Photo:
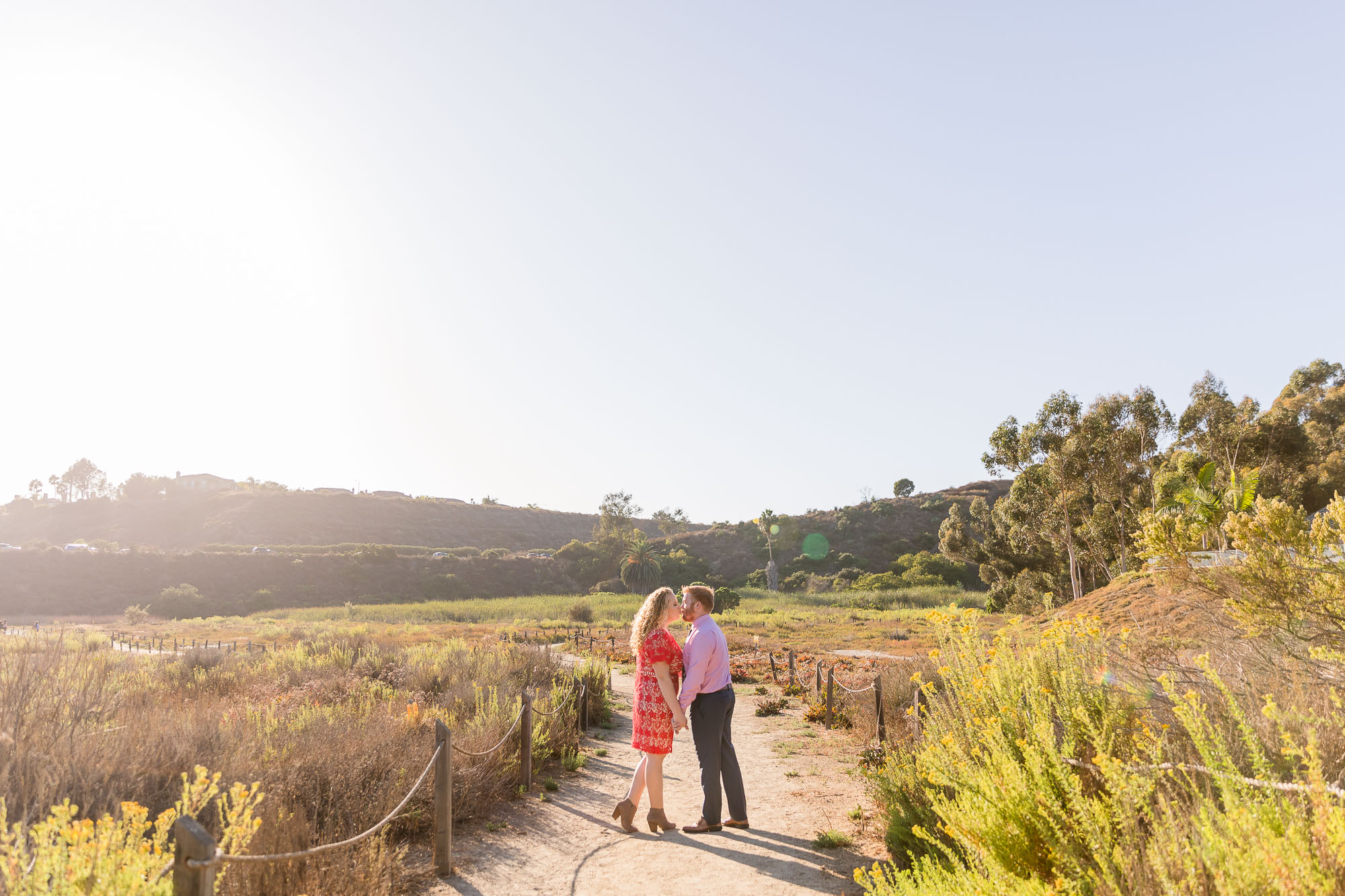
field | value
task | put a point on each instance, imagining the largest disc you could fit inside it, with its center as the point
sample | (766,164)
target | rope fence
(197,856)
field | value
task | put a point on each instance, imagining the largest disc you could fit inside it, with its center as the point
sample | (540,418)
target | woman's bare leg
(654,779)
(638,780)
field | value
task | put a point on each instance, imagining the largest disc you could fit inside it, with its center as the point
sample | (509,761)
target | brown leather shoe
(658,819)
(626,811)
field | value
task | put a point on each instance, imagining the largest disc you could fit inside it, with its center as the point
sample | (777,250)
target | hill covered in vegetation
------------------------------------------------------------------------
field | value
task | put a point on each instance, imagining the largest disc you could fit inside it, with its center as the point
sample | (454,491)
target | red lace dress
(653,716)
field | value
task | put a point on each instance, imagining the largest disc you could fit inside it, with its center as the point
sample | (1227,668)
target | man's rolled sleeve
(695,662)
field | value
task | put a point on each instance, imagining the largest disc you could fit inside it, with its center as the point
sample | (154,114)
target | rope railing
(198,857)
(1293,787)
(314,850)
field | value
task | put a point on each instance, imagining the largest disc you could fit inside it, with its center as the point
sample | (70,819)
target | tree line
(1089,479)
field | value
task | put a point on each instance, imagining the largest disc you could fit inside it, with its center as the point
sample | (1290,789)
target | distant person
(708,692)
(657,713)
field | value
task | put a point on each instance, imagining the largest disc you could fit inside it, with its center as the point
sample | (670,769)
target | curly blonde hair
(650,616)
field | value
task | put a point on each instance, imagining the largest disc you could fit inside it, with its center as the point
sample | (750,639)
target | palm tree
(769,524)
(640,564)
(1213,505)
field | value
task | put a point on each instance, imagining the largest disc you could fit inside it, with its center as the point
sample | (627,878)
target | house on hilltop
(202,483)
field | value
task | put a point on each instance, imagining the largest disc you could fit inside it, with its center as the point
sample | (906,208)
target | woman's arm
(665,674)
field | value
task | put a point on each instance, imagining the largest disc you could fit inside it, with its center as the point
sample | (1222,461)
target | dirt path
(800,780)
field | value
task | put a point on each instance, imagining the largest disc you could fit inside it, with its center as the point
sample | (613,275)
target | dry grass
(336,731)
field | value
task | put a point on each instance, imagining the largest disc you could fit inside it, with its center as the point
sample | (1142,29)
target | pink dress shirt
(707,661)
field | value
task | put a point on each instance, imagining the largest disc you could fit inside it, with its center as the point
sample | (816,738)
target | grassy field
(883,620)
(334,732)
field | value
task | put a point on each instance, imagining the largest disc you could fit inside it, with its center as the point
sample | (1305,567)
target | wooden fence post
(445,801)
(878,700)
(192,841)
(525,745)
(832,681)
------------------------------------------------------------------------
*What is asked*.
Pull out every line of the data above that contains the word "dress", and copy each one in full.

*The result*.
target | red lace dress
target | pink dress shirt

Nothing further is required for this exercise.